Object outline annotations:
★ ★ ★ ★

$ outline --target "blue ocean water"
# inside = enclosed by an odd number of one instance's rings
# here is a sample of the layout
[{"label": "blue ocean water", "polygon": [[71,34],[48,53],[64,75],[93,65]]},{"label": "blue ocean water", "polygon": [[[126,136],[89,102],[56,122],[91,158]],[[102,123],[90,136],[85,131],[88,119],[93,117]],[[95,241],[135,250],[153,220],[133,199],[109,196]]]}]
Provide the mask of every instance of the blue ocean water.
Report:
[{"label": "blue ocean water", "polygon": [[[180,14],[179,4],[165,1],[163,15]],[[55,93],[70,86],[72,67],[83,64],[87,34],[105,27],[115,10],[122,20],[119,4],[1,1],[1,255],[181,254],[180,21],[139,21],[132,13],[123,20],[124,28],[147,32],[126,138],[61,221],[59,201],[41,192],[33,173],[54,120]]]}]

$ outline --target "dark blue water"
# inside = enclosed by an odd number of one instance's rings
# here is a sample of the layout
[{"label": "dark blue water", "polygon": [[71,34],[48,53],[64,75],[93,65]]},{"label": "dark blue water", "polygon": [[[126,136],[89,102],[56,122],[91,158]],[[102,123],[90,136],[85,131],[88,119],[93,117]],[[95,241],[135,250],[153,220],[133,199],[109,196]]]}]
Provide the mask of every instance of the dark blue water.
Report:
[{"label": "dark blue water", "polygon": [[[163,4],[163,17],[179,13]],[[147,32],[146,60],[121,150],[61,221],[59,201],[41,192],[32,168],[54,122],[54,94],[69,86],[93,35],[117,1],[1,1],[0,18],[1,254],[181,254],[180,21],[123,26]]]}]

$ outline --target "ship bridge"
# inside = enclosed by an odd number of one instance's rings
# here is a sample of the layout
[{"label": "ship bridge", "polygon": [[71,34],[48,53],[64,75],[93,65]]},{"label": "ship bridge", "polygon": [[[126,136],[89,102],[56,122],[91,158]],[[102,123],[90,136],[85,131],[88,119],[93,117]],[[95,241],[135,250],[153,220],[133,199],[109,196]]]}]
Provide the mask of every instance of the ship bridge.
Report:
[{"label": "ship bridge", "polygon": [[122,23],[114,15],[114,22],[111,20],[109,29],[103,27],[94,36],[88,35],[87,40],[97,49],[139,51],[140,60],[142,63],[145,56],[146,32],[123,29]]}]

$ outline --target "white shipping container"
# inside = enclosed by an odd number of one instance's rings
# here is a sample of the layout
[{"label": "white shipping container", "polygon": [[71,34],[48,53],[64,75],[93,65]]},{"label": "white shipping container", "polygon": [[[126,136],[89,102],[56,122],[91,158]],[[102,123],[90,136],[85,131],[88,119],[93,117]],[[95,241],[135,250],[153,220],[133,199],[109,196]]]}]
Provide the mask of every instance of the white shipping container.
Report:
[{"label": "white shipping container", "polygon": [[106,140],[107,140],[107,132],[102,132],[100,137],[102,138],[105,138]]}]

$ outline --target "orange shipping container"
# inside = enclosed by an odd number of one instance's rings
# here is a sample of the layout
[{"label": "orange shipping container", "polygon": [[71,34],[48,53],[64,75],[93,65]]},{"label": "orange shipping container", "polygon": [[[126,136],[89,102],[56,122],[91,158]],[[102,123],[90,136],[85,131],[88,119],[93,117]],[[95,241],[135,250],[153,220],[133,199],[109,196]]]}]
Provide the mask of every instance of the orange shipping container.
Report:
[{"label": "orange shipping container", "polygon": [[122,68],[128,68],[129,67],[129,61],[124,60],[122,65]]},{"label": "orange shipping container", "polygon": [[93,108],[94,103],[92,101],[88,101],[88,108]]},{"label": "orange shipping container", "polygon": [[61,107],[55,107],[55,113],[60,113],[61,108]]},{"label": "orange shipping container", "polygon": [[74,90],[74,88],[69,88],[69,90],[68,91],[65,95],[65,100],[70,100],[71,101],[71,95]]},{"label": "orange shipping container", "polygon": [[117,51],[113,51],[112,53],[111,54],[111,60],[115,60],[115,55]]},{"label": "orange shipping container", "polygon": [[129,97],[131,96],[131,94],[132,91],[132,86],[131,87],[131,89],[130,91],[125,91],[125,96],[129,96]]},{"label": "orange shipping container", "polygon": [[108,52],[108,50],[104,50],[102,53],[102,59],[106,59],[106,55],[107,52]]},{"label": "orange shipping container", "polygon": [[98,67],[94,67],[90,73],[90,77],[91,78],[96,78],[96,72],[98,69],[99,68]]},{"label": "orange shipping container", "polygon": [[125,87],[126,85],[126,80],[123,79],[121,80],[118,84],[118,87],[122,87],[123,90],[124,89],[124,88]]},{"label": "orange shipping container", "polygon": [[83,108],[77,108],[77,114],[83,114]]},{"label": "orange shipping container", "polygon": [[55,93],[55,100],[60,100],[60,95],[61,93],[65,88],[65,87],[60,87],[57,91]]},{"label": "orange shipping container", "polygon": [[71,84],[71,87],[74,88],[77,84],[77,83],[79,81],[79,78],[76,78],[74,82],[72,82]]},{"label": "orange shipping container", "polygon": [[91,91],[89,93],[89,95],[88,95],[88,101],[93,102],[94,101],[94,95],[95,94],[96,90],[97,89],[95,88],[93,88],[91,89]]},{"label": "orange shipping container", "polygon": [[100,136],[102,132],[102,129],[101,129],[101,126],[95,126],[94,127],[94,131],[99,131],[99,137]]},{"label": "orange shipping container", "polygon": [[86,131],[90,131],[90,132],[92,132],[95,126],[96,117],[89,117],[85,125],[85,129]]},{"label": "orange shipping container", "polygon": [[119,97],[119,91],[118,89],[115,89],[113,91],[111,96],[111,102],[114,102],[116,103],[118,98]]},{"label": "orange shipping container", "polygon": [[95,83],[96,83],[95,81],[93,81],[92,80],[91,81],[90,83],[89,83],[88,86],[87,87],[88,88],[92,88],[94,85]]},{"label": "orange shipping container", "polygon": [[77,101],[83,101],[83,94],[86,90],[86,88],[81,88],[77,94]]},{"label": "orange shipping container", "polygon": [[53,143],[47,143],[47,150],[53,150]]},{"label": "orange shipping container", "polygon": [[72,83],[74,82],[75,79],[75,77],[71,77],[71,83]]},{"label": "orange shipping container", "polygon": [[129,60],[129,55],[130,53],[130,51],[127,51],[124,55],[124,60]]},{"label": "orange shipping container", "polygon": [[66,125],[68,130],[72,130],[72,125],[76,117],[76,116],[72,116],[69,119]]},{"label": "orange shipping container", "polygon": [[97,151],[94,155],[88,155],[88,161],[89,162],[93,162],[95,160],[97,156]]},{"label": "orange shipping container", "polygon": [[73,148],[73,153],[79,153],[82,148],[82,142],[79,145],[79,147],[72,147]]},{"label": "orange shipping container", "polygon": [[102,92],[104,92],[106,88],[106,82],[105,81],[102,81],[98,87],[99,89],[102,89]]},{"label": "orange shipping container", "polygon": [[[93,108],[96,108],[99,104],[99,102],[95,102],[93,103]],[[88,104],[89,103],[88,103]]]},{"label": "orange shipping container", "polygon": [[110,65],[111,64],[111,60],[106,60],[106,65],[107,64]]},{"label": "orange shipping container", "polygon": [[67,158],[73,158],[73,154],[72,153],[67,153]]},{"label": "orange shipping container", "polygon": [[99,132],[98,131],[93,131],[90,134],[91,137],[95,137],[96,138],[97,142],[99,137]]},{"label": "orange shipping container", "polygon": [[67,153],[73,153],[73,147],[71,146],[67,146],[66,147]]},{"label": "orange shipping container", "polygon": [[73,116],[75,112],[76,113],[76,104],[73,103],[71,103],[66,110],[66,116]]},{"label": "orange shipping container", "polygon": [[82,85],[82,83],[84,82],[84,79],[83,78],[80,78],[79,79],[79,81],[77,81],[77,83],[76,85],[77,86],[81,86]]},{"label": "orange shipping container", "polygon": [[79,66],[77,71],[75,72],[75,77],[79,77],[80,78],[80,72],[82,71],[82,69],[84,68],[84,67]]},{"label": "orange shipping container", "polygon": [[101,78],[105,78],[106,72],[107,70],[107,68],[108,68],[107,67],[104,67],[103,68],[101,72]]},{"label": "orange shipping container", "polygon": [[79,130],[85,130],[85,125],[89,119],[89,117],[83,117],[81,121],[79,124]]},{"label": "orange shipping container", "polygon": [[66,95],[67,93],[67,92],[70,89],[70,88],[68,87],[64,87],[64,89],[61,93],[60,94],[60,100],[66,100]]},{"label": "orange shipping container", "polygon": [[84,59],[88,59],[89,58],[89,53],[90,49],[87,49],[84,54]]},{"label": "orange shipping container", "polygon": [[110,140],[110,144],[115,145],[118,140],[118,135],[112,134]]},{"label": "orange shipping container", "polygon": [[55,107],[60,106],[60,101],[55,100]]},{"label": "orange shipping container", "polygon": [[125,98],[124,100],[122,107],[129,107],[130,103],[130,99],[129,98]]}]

★ ★ ★ ★

#### [What to work on]
Please count the lines in the material above that contain the word "white" and reply with only that number.

#### [Answer to this problem]
4